START DATASET CONTENT

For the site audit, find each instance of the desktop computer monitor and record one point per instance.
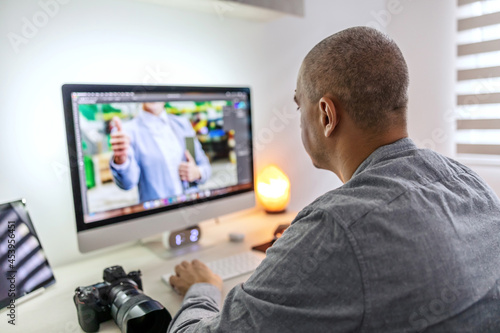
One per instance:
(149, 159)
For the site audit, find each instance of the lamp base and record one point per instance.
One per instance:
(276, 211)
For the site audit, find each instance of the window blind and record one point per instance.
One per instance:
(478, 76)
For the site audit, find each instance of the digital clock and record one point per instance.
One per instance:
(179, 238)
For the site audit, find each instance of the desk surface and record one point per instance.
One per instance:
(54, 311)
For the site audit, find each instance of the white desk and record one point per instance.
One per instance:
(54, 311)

END DATASET CONTENT
START DATASET CONTENT

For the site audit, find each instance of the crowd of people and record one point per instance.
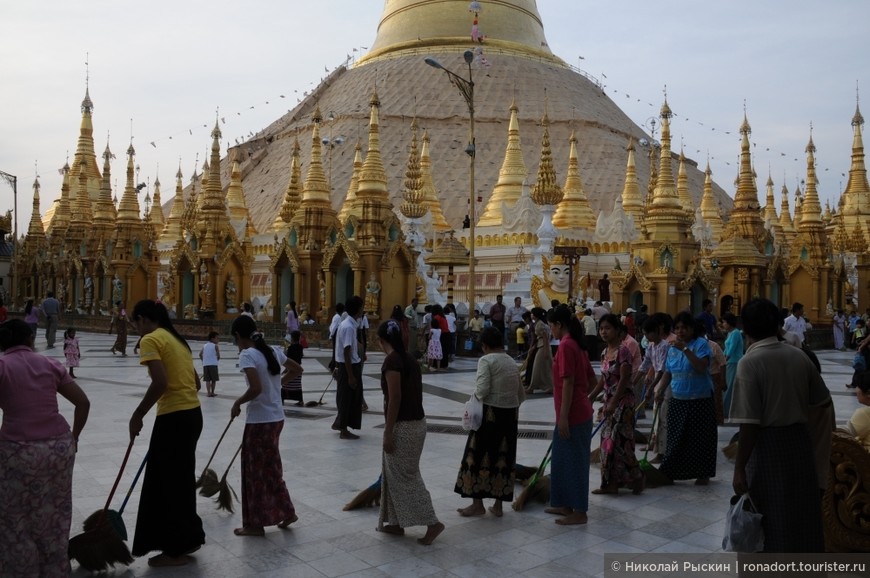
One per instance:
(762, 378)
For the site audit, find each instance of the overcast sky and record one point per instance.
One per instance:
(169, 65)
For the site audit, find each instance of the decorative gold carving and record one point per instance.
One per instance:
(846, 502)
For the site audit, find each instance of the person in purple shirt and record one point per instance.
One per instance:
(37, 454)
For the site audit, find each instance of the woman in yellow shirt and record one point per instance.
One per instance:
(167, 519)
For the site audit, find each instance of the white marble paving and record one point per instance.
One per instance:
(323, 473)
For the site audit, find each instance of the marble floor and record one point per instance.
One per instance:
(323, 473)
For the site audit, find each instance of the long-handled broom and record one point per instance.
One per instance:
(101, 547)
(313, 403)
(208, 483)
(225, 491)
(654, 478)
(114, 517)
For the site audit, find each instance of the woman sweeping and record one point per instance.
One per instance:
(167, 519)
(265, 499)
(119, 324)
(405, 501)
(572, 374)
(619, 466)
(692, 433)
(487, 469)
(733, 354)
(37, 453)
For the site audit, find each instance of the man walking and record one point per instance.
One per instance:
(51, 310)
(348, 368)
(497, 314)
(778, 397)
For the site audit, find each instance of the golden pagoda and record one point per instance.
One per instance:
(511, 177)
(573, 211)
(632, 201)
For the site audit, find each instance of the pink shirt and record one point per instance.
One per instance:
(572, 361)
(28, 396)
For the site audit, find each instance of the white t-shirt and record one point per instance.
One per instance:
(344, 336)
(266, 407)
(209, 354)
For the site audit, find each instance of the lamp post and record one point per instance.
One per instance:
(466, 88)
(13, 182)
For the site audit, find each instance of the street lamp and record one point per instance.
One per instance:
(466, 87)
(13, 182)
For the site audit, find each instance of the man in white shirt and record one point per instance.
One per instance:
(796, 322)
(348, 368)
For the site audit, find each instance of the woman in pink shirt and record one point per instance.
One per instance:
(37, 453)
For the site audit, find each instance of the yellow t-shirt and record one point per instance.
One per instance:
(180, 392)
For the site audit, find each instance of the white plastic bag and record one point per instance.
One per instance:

END DATASET CONTENT

**WHAT IS REQUIRED**
Scan the listing above for the line that has "yellow shirt and record one point per instance.", then copy exactly from that line through the line that has "For the site audit, find each instance of the lamp post".

**ANSWER SECTION**
For the site audit, find each instance of the woman in yellow shirt and record one point per instance.
One per instance:
(167, 519)
For the site audit, find each instance of the white marble paving and record one point per instance.
One per instance:
(323, 473)
For the site audit, find each instance of the marble floor and record one point per instance.
One per instance:
(323, 473)
For the site audit, find each instance of the long-handled broom and record one point per instance.
One per instance:
(101, 547)
(313, 403)
(208, 483)
(225, 491)
(654, 478)
(114, 517)
For the site audit, find each instance of the woman sweeping and record one point per instance.
One per instance:
(167, 519)
(265, 499)
(119, 324)
(405, 501)
(572, 374)
(619, 466)
(692, 433)
(487, 469)
(733, 354)
(37, 453)
For the site audit, find each instance of the man walking and record one point per instance.
One per instance:
(51, 310)
(348, 368)
(497, 314)
(778, 397)
For the site audit, find each instance of the golden pagoda and record one point per instance.
One per instance:
(511, 177)
(573, 211)
(632, 201)
For the site audit, find each instance of the pink shirt and record one point per instance.
One per instance:
(572, 361)
(28, 396)
For the site audit, find each instance of the white t-shirt and record one point per instance.
One per instance:
(344, 336)
(266, 407)
(209, 354)
For the site audit, find each instance of the lamp post and record one point per instance.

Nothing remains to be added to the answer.